- Görev: Hayvan sayısıyla ilgili aşağıdaki alıntıyı hiçbir yerini değiştirmeden baştan sona yaz.

- Alıntı:
————
Öztürk ayrıca hayvan sayısındaki açıklanana son verileri de söyleyerek, “Türkiye’de 27 milyon anaç hayvan var. Mesela Avrupa’da neden hayvan eksiği yok. Çünkü domuz eti tüketiyorlar. Biz Müslüman olduğumuz için domuz eti tüketmiyoruz. Sene başında güncellediğimiz rakamlara göre Konya’da 1 milyon 531 bin anaç hayvanımız, 9 bin kişi de üyemiz  bulunuyor” dedi.
————
- Gösterilen Öğeler:
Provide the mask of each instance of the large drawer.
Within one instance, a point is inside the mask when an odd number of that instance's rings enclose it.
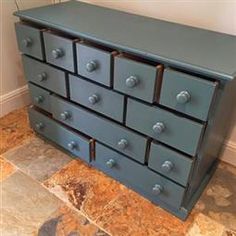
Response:
[[[50,92],[31,83],[29,83],[29,92],[35,106],[50,112]]]
[[[80,77],[69,76],[72,101],[119,122],[123,121],[124,96]]]
[[[46,61],[75,72],[74,42],[52,32],[44,32]]]
[[[22,56],[22,61],[25,77],[28,81],[63,97],[67,96],[65,72],[24,55]]]
[[[19,50],[27,55],[43,60],[42,30],[22,22],[15,23],[15,30]]]
[[[152,202],[180,207],[185,188],[99,143],[96,143],[95,153],[92,165],[106,174],[144,194]]]
[[[216,82],[166,69],[160,104],[205,121],[216,87]]]
[[[33,108],[29,109],[29,120],[31,127],[37,133],[67,149],[76,157],[86,162],[90,161],[92,139],[70,131]]]
[[[161,144],[152,142],[148,167],[184,186],[188,184],[193,160]]]
[[[195,155],[204,126],[155,106],[128,99],[126,125],[176,149]]]
[[[84,43],[76,44],[78,74],[111,87],[112,52]]]
[[[65,124],[144,163],[147,139],[57,96],[51,97],[53,116]]]
[[[123,56],[114,60],[114,89],[147,102],[157,99],[158,68]]]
————
- Çözülmüş Alıştırma:
Öztürk ayrıca hayvan sayısındaki açıklanana son verileri de söyleyerek, “Türkiye’de 27 milyon anaç hayvan var. Mesela Avrupa’da neden hayvan eksiği yok. Çünkü domuz eti tüketiyorlar. Biz Müslüman olduğumuz için domuz eti tüketmiyoruz. Sene başında güncellediğimiz rakamlara göre Konya’da 1 milyon 531 bin anaç hayvanımız, 9 bin kişi de üyemiz  bulunuyor” dedi.